» DIRECTIONS
Please reproduce all the records exactly while leaving out their pictures.

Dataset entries
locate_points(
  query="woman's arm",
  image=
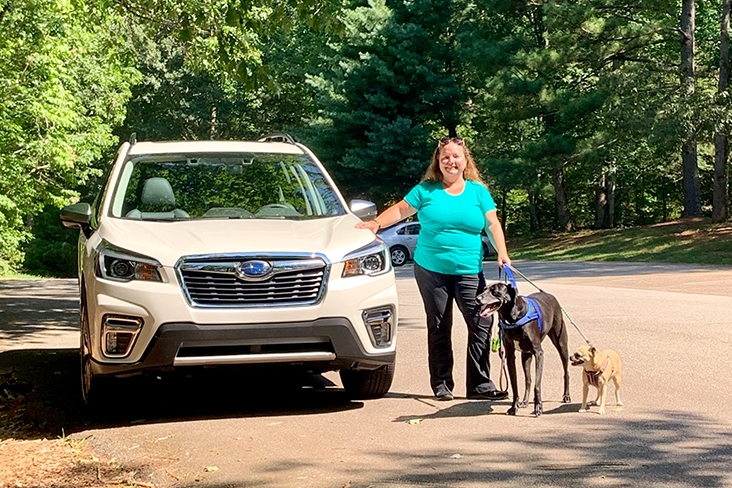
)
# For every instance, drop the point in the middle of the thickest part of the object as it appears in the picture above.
(498, 238)
(392, 215)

» ANSWER BELOW
locate_points(
  query="woman's arm",
  image=
)
# For every instance, drop the point in the middle of the thickest part of the object as it appears in the picture above.
(498, 238)
(392, 215)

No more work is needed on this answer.